How many lines in the records below contain the string "GeoJSON"? Reply with the number alone.

• _Task inputs_
+ + + +

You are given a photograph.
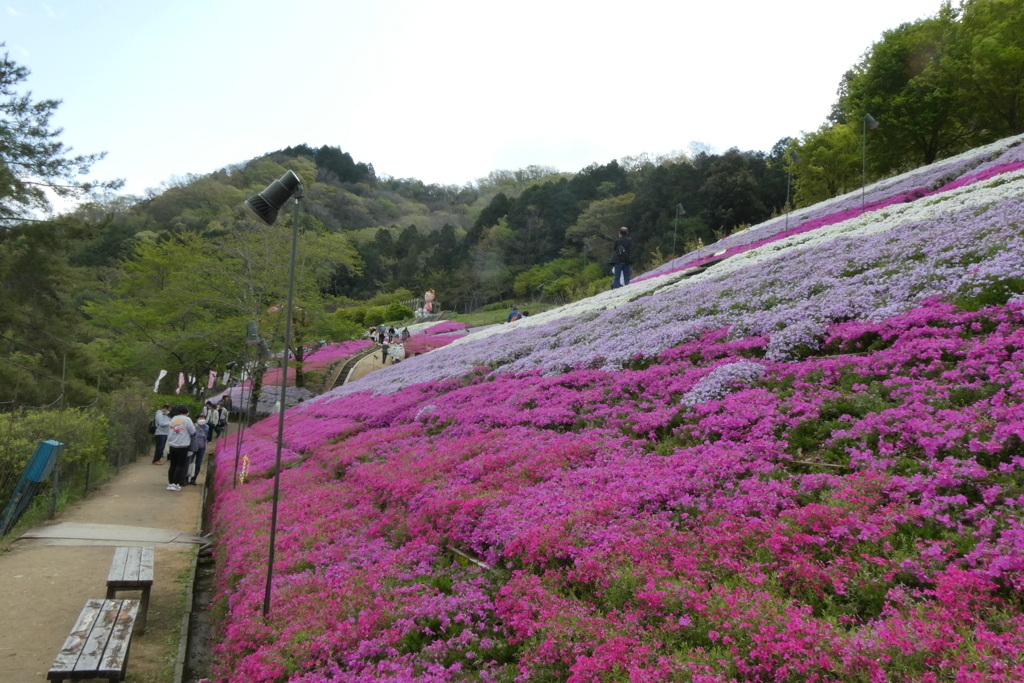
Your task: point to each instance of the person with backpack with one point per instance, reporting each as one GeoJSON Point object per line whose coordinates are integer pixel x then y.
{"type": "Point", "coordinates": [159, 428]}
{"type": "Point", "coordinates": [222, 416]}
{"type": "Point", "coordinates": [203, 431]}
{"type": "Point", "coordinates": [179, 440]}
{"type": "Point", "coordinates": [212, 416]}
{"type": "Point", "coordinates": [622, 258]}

+ + + +

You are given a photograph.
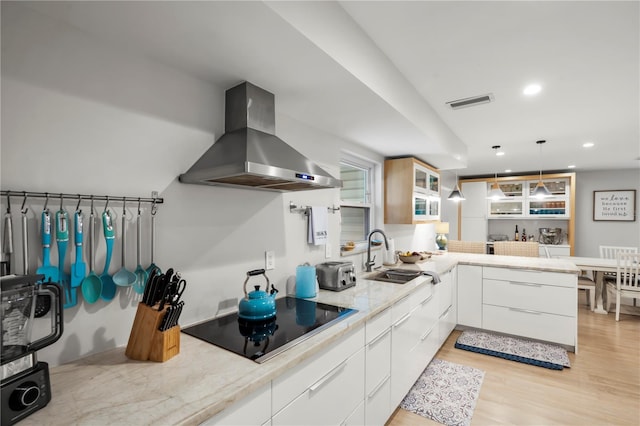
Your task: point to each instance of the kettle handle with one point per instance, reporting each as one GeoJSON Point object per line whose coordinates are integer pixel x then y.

+ + + +

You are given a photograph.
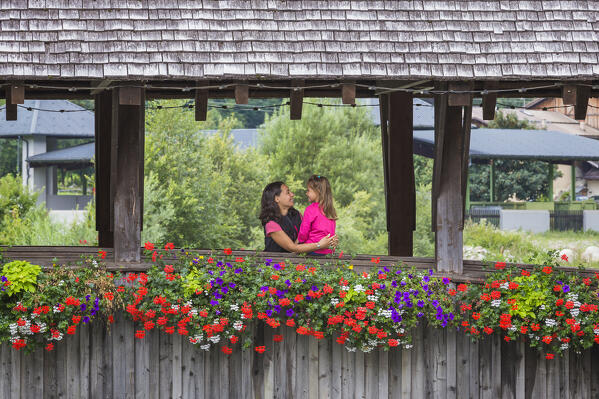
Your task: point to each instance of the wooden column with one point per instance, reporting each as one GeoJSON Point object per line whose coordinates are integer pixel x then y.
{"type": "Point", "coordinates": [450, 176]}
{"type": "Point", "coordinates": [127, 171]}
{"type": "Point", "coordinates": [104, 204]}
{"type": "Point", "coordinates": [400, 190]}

+ + + +

• _Solution_
3